- _Data supplied_
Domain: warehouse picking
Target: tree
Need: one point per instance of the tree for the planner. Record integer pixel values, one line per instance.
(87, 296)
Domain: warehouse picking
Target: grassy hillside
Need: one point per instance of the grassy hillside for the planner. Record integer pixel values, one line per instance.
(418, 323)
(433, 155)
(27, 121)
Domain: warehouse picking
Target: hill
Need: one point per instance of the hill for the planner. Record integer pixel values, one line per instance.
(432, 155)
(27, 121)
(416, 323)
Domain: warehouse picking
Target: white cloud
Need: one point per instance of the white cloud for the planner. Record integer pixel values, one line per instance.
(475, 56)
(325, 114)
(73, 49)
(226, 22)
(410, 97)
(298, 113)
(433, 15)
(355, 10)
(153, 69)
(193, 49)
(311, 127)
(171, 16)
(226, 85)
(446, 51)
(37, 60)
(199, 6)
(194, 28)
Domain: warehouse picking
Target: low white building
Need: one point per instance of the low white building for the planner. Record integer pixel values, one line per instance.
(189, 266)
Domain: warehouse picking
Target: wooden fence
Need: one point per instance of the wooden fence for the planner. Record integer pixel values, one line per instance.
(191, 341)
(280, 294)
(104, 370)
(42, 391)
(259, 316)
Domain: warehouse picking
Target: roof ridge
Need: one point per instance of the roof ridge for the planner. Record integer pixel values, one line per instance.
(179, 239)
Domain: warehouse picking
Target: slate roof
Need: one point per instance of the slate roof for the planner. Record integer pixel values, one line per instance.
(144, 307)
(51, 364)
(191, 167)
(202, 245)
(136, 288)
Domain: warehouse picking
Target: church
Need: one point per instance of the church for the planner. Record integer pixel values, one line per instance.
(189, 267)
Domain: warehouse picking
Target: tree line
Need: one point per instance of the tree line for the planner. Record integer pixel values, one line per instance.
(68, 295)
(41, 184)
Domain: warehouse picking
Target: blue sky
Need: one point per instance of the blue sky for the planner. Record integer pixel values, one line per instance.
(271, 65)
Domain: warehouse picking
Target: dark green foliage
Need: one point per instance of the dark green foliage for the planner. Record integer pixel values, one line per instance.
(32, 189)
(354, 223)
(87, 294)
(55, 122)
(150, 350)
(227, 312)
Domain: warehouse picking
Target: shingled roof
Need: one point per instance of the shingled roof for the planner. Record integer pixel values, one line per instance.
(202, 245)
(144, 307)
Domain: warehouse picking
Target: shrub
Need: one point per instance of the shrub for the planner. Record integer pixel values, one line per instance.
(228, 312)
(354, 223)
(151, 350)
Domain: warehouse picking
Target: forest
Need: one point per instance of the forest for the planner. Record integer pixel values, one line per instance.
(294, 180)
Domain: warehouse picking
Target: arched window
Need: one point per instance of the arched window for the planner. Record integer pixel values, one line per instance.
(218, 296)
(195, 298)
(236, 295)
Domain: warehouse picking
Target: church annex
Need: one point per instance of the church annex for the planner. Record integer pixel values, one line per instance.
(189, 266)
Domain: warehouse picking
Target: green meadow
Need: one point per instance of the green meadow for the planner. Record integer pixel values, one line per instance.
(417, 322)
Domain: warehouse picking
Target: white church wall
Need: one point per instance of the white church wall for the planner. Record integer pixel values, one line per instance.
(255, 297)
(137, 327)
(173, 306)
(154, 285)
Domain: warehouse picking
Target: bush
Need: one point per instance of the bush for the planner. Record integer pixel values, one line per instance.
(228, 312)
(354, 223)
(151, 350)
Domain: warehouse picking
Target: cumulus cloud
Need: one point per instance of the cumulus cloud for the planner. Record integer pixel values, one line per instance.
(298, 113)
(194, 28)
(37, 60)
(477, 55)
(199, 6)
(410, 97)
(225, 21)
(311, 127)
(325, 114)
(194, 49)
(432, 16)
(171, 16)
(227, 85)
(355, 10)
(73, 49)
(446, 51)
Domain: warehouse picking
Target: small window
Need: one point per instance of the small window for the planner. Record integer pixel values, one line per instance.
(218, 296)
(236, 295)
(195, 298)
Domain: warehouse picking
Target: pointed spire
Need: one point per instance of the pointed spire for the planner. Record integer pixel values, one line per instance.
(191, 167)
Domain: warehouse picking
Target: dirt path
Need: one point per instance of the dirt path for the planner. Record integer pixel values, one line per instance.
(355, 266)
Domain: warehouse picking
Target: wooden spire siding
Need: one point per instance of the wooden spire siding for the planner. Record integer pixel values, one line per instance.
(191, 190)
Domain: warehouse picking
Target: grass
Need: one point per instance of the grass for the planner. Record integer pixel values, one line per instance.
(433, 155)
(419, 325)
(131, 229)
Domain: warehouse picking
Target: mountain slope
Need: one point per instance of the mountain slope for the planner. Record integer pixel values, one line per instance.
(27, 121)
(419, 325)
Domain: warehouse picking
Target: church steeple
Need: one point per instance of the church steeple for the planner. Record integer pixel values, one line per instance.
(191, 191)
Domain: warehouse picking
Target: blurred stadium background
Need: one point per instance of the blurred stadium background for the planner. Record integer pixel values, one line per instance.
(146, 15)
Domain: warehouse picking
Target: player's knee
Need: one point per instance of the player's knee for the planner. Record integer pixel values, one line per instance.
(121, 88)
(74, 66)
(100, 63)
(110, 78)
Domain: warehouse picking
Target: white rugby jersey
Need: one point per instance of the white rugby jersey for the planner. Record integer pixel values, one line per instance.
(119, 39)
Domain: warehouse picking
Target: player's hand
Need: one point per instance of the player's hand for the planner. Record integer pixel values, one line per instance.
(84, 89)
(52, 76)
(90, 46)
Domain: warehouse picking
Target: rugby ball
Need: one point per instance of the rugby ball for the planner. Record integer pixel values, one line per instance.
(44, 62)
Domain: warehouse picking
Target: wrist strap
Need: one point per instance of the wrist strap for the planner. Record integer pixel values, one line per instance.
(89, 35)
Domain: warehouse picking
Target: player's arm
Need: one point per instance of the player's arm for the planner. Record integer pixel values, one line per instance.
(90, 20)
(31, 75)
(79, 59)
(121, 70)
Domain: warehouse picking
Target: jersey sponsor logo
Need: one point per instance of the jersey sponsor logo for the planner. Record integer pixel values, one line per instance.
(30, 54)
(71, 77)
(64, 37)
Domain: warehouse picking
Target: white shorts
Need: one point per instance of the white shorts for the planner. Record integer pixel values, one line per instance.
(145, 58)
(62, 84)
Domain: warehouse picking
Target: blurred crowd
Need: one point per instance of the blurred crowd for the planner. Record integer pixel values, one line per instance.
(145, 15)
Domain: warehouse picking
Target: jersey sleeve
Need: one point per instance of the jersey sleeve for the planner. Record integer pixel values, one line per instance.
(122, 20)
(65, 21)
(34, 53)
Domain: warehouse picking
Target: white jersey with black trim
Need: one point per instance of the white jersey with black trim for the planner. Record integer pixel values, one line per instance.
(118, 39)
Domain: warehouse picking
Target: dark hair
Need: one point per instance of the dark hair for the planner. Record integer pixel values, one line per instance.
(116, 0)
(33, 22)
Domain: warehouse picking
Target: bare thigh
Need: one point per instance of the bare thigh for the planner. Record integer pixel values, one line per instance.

- _Task brief_
Return all the data above once more, precisely as given.

- _Exercise result_
Domain: warehouse picking
Target: tree
Need: one point per instance of the tree for the planner. Record integer pixel values, one line per instance.
(87, 296)
Domain: warehouse picking
Target: grassy hillside
Need: one point per instance of the grassy hillside for the planner. Record integer pixel values, one line per instance.
(418, 323)
(433, 155)
(27, 121)
Domain: warehouse picking
Target: hill
Need: one point per instance of the hill for the planner. Record integer pixel values, one line per instance.
(432, 155)
(27, 121)
(416, 323)
Domain: warehouse picking
Target: white cloud
Need: one point per instance of the white cloud for the planner. Record integer pixel values, one line per instance.
(475, 56)
(325, 114)
(73, 49)
(226, 22)
(410, 97)
(298, 113)
(433, 15)
(355, 10)
(153, 69)
(193, 49)
(311, 127)
(171, 16)
(226, 85)
(446, 51)
(37, 60)
(199, 6)
(194, 28)
Domain: warehouse picking
Target: low white building
Need: one point per instance of the low white building for the planner. Record integer pixel values, one line per instance.
(189, 266)
Domain: warehouse picking
Target: wooden fence
Need: one point per instance of the wooden fence for the planner. Record integer pixel values, one line per instance.
(191, 341)
(280, 294)
(104, 370)
(42, 391)
(259, 316)
Domain: warehouse picking
Target: roof ridge
Need: one point per instance of the roof ridge for the planner. Record integer pixel values, one line per instance.
(179, 239)
Domain: warehouse picking
Target: slate roof
Need: one point per instance of the slate roof for the planner. Record integer pixel values, one line per instance.
(144, 307)
(51, 364)
(191, 167)
(202, 245)
(136, 288)
Domain: warehouse picking
Target: church
Need: one point per instance of the church for the planner. Record integer pixel values, one line per instance.
(189, 267)
Domain: warehouse picking
Target: tree line
Need: one point per instance of the tree line for the planner. Record integer pixel values, one line per instance.
(68, 295)
(41, 184)
Domain: warehouse picking
Target: blue sky
Need: one point per instance of the blue sky for the planner. Record integer pixel values, one line per instance.
(271, 65)
Domain: warehouse picking
Target: dark green foliage
Need: one point per instance of the dark green foliage for the planner. Record integer pixel values, one line per instance.
(32, 189)
(354, 223)
(87, 294)
(55, 122)
(150, 350)
(227, 312)
Domain: warehouse picking
Target: shingled roof
Need: one point per instance of the shingled roof for the planner. Record integer pixel values, one line per instance.
(202, 245)
(144, 307)
Domain: warehouse picking
Target: shrub
Need: one point per instance of the shrub for the planner. Record integer pixel values, one line per instance.
(228, 312)
(354, 223)
(151, 350)
Domain: warehouse picking
Target: forest
Need: one point per instance of the forest for the planner. Record integer pixel values, one line per instance.
(294, 180)
Domain: warehouse picking
Target: arched window
Need: one point per instance of the arched window for the planner. Record integer pixel values, one line per instance.
(218, 296)
(195, 298)
(236, 295)
Domain: warehouse picking
Target: church annex
Need: one point per instance of the church annex for the planner. Record integer pixel values, one line per instance.
(189, 266)
Domain: warehouse picking
Target: green meadow
Need: one point per instance of the green meadow for the planner. Record integer pixel values, one line per instance.
(417, 322)
Domain: warehouse picking
Target: white church wall
Need: one point per instance of the white church wall for the planner. Record integer pixel values, one line per instance.
(255, 297)
(137, 327)
(173, 306)
(154, 285)
Domain: warehouse picking
Target: bush
Need: one point per instance of the bush for the planner. Record integer pixel values, one line per instance.
(228, 312)
(354, 223)
(151, 350)
Domain: warehouse picking
Target: cumulus cloud
Need: one point per instance of the cumulus cloud for the planner. Record integer pixel values, one line per instance.
(298, 113)
(194, 28)
(37, 60)
(477, 55)
(199, 6)
(410, 97)
(225, 21)
(311, 127)
(325, 114)
(194, 49)
(432, 16)
(171, 16)
(227, 85)
(355, 10)
(73, 49)
(446, 51)
Domain: warehouse picking
Target: small window
Need: one point per instance of the small window for the planner. Record integer pixel values, one line per instance.
(218, 296)
(236, 295)
(195, 298)
Domain: warehouse picking
Target: pointed spire
Need: one point per instance of the pointed spire for the planner. Record integer pixel values, one line per instance.
(191, 167)
Domain: warehouse picking
Target: dirt path
Need: one point per instance of the dirt path for the planner. Record integer pixel values, one line per instance.
(355, 266)
Domain: warehouse picking
Target: wooden spire siding
Need: one point per instance of the wooden spire siding for the planner. Record integer pixel values, one line per instance.
(191, 190)
Domain: warehouse picking
Target: grass
Need: one point per instance of the grass for the planner. Record integer pixel values, one line per instance.
(433, 155)
(419, 325)
(131, 229)
Domain: warehouse picking
Target: mountain slope
Need: one point per instance of the mountain slope for the planner. Record integer pixel values, one line per instance.
(27, 121)
(419, 325)
Domain: warehouse picking
Target: church steeple
Need: one point per instance of the church steeple for the planner. Record integer pixel values, one line per instance.
(191, 191)
Domain: warehouse picking
Target: blurred stadium background
Need: one point per instance of the blurred stadium background for the planner. Record integer pixel values, one line per instance.
(146, 15)
Domain: warehouse picking
Target: player's knee
Need: one point per instance of the player's knee for the planner. Record integer pixel values, one line per instance.
(121, 88)
(74, 66)
(100, 63)
(110, 78)
Domain: warehouse picking
Target: white rugby jersey
Need: one point per instance of the white rugby jersey for the planner. Record integer pixel values, one line per instance.
(119, 39)
Domain: warehouse picking
Target: player's hand
Need: one point per instance of the player's hand for the planner. Record integer pixel values, one line per instance.
(84, 89)
(52, 76)
(90, 46)
Domain: warehouse picking
Target: rugby ball
Need: one point per instance of the rugby ball for the planner. Record integer pixel values, one line per instance.
(44, 62)
Domain: warehouse picking
Target: wrist strap
Need: one point per instance of the wrist strap for the planner. Record integer pixel values, one line per instance.
(89, 35)
Domain: warehouse picking
Target: player's arm
Need: one point per instance of the player's arm for the planner. Record integer pixel values, one line per instance.
(90, 20)
(31, 75)
(79, 59)
(121, 70)
Domain: warehouse picking
Target: jersey sponsor logo
Need: one point per instance of the jersey sponsor logo for the planner. Record integer pixel values, one line per instance.
(30, 54)
(71, 77)
(64, 37)
Domain: warehouse picking
Target: white shorts
Need: one point per instance of the white shorts for the planner. Record integer pixel values, one line per instance.
(145, 58)
(62, 84)
Domain: warehouse picking
Target: blurred crowd
Need: one point per instance of the blurred crowd for the planner. Record integer pixel values, one line per instance.
(145, 15)
Domain: warehouse picking
Target: jersey sleeve
Need: one point per instance of the jersey sleeve for the planner. Record integer pixel values, one line per instance.
(122, 20)
(65, 21)
(34, 53)
Domain: warehouse picking
Target: white jersey with black trim
Need: one point per instance of the white jersey with black trim for the planner. Record integer pixel values, one line per instance.
(118, 39)
Domain: warehouse picking
Target: dark hair
Need: one point per instance of the dark hair for the planner. Record integer pixel values, one line per instance.
(116, 0)
(33, 22)
Domain: warehouse picking
Target: bare thigh
Need: one point per instance of the bare thigh for the planner. Record integer pixel values, one line per instance.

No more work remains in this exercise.